**The request**:
Your task is to extract every line from the material below exactly.

**Material for the task**:
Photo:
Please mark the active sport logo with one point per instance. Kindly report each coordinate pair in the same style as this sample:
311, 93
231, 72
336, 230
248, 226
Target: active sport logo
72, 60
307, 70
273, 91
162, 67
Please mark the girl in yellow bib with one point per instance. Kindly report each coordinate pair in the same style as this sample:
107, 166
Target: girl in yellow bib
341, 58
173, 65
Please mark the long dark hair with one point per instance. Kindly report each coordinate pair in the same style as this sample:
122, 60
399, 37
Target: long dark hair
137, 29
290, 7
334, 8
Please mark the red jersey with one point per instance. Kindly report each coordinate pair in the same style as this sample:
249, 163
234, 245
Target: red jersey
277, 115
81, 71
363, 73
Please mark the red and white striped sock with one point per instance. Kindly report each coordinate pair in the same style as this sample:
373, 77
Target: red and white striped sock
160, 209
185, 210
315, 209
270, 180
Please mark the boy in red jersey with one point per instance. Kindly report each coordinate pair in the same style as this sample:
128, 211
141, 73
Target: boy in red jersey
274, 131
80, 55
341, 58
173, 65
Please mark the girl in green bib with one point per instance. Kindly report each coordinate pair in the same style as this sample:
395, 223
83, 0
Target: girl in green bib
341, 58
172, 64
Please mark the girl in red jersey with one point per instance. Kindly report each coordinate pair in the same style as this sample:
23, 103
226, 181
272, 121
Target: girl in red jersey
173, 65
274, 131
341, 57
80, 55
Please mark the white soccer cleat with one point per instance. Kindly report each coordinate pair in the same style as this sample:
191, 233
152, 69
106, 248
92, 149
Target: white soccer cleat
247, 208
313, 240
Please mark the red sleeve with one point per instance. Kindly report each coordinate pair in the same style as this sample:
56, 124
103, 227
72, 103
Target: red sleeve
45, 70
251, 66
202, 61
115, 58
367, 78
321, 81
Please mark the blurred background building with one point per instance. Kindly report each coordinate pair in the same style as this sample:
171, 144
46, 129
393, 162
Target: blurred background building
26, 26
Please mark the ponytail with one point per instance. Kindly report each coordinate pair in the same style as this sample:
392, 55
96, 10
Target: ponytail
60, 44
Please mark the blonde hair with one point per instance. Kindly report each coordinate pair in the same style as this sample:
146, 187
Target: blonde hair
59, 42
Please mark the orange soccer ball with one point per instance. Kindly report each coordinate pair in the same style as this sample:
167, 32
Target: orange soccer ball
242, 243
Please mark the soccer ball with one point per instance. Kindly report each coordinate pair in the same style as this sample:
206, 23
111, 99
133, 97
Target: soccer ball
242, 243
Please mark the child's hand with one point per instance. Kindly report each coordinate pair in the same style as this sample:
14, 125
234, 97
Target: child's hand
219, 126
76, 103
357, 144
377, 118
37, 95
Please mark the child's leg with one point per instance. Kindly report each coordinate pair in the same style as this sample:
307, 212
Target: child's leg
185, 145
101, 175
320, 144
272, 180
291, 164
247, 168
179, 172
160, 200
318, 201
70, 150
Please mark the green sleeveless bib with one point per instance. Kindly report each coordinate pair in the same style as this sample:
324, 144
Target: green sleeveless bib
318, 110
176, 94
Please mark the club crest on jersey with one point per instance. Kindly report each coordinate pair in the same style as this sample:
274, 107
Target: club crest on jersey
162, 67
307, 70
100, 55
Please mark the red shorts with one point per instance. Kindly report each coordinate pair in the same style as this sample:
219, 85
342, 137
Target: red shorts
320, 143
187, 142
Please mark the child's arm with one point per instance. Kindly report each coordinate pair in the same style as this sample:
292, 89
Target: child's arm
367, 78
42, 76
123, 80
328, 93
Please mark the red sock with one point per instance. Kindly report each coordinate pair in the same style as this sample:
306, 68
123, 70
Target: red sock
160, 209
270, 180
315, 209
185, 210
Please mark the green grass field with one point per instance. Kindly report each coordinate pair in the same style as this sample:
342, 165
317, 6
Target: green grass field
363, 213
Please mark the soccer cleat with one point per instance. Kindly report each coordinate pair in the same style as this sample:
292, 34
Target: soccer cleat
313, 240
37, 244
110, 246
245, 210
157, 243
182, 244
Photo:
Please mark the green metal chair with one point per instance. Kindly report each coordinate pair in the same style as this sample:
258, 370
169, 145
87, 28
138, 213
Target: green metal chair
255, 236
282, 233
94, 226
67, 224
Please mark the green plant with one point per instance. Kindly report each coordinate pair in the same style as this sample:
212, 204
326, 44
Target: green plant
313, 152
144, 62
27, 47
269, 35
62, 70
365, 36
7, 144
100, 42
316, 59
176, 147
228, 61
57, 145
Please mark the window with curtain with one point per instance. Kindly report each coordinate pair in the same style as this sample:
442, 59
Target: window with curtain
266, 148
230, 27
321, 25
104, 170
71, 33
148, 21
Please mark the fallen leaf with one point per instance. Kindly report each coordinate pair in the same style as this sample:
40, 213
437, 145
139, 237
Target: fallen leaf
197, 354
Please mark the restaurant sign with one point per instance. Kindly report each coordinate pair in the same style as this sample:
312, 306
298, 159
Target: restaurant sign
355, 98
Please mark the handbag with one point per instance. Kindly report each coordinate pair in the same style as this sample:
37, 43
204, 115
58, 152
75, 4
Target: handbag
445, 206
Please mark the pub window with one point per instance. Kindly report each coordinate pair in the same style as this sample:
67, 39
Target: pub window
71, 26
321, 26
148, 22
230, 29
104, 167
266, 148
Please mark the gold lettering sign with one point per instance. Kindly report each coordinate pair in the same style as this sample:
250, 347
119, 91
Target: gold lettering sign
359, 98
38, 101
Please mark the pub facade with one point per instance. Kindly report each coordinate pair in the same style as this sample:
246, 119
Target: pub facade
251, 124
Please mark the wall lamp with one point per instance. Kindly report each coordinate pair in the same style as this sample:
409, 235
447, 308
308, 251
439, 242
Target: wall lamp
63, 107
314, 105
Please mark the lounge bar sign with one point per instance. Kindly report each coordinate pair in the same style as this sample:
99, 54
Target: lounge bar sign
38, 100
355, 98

**Final result**:
Photo:
Please mark the active sport logo with one point per instance. Kindly report each coordinate pair in the same style as this sample:
311, 93
231, 72
336, 230
248, 226
Target: active sport logo
72, 60
307, 70
273, 91
162, 67
Please mark the girl in yellow bib with one point per instance. Kindly report each coordinate pair in the same style as this sample:
107, 166
Target: girl in yellow bib
341, 58
173, 65
Please mark the long dark hair with one point per instance. Kindly report each coordinate pair in the same style as this sample:
122, 60
399, 37
Target: long dark hair
137, 29
290, 7
334, 8
Please mark the red jersey with one point per instance. Kindly report each coordinate pair in the same style as this sample:
249, 163
234, 245
Target: red jersey
277, 115
81, 71
363, 73
Please mark the red and white striped sock with one point per instance. Kindly report each coordinate pair in the same style as this sample:
373, 77
Target: red and white striped sock
160, 209
185, 210
315, 209
270, 180
Please mark the boy in red jersey with one point per instance. Kindly report each coordinate pair in the same style as this sample:
128, 211
141, 73
Target: boy in red jersey
274, 131
80, 55
341, 58
173, 65
Please mark the girl in green bib with one point per instance. Kindly report each coordinate pair in the same style as this sample:
395, 223
83, 0
Target: girl in green bib
341, 58
172, 64
Please mark the girl in red jersey with one point per instance. Kindly report each coordinate pair in the same style as this sample:
23, 103
226, 181
272, 121
Target: girl in red jersey
173, 65
274, 131
341, 57
80, 55
Please mark the white soccer cleat with one point per instance. Kindly report each coordinate pair in the same style as this sample:
191, 233
152, 69
106, 248
92, 149
Target: white soccer cleat
247, 208
313, 240
Please mark the red sleeve with one point per instance. Kindly report each coordinate pair in the same style as this sample:
56, 124
103, 227
72, 103
Target: red sleeve
45, 70
251, 66
202, 61
115, 58
367, 78
321, 81
Please mark the blurred background building with one point per instance. Kindly report each coordinate pair in the same style as this sample:
171, 144
46, 129
393, 162
Target: blurred background building
26, 26
Please mark the ponytail with one point per instance. Kindly report each coordinate pair in the same style as this sample:
392, 55
96, 10
Target: ponytail
60, 44
Please mark the blonde hair with one point per instance. Kindly report each coordinate pair in the same style as this sample:
146, 187
Target: blonde hair
59, 42
Please mark the orange soccer ball with one point per instance. Kindly report each coordinate pair in the same style as this sample:
167, 32
Target: orange soccer ball
242, 243
Please mark the soccer ball with one point per instance. Kindly report each coordinate pair in the same style as this sample:
206, 23
111, 99
133, 97
Target: soccer ball
242, 243
Please mark the child's hand with one point per instance. Kindly report each coordinate pair in the same style as this sample:
14, 125
234, 97
Target: child's hand
219, 126
76, 103
357, 144
377, 118
37, 95
Please mark the child's leg with one point per instance. Kindly report each coordinate pair in the same style as this sample:
307, 212
Target: child's leg
185, 145
101, 175
320, 144
272, 180
291, 164
247, 168
179, 172
160, 200
318, 201
70, 150
Please mark the green sleeveless bib with one point per instance. Kindly report each coordinate pair in the same style as this sample:
324, 144
Target: green sleeveless bib
318, 110
176, 94
Please mark the club crest on jersey with one point per instance. Kindly report each coordinate pair in the same style as this sample:
274, 107
Target: club crest on jersey
162, 67
307, 70
100, 55
Please mark the red shorts with one point per instance. Kindly report each coordinate pair in the same style as this sample:
219, 85
342, 137
Target: red shorts
320, 143
187, 142
Please mark the child's arm with one point per instance. Kindly report each coordinate pair in the same style as this sample:
292, 89
Target: child's arm
367, 78
42, 76
123, 80
328, 93
Please mark the red sock with one point per instance. Kindly report each coordinate pair in the same style as this sample:
306, 68
123, 70
Target: red sock
160, 209
270, 180
315, 209
185, 210
Please mark the green grass field with one point per instance. Kindly report each coordinate pair in the same style as this sample:
342, 165
317, 6
Target: green grass field
363, 213
Please mark the soccer cleat with one point per instance. Kindly report each coordinate pair in the same style as this sample:
292, 34
Target: soccer cleat
313, 240
37, 244
110, 246
245, 210
157, 243
182, 244
Photo:
Please mark the green metal chair with one point per instance. Kindly report each coordinate pair in the same style as this sample:
258, 370
169, 145
87, 28
138, 213
Target: green metal chair
255, 236
282, 233
94, 226
67, 224
Please mark the green plant with one point per instance. Kindly report each coordinate pair in the same style as this sample:
212, 204
326, 44
Target: green plant
313, 152
144, 62
27, 47
269, 35
62, 70
365, 36
7, 144
100, 42
316, 59
176, 147
228, 61
57, 145
Please mark the window with curtain with one point per instance. Kindly report each coordinate pair in the same style as this sample:
442, 59
Target: window with curtain
266, 148
230, 27
321, 25
104, 170
71, 33
148, 21
Please mark the fallen leaf with one point per instance. Kindly report each coordinate pair in the same style as this sample:
40, 213
437, 145
139, 237
Target: fallen leaf
197, 354
Please mark the restaurant sign with one point per instance. Kindly report each coordinate pair in the same style as this sample:
312, 306
298, 159
Target: restaurant sign
355, 98
Please mark the handbag with one point per instance. Kindly report each coordinate pair in the same style as this sample:
37, 43
204, 115
58, 152
75, 4
Target: handbag
445, 206
Please mark the pub window with one point per instance. Kindly report each coordinate pair in the same style as this sample:
67, 39
Target: pub window
71, 26
321, 26
148, 22
230, 29
104, 167
266, 148
Please mark the gold lettering sign with one point per instance. Kindly report each coordinate pair in the same style as this sample:
250, 347
119, 91
Target: gold lettering sign
359, 98
38, 101
Please mark the pub facade with one point per instance. Kindly report each coordinate pair in the same style as this sample:
246, 119
Target: pub facade
251, 124
Please mark the wall lamp with one point per instance. Kindly report each coordinate pair in the same style as this sample:
409, 235
447, 308
308, 251
439, 242
Target: wall lamp
63, 107
314, 105
Please mark the lounge bar sign with one point per instance. Kindly report each coordinate pair in the same style as this sample:
99, 54
Target: lounge bar sign
38, 100
355, 98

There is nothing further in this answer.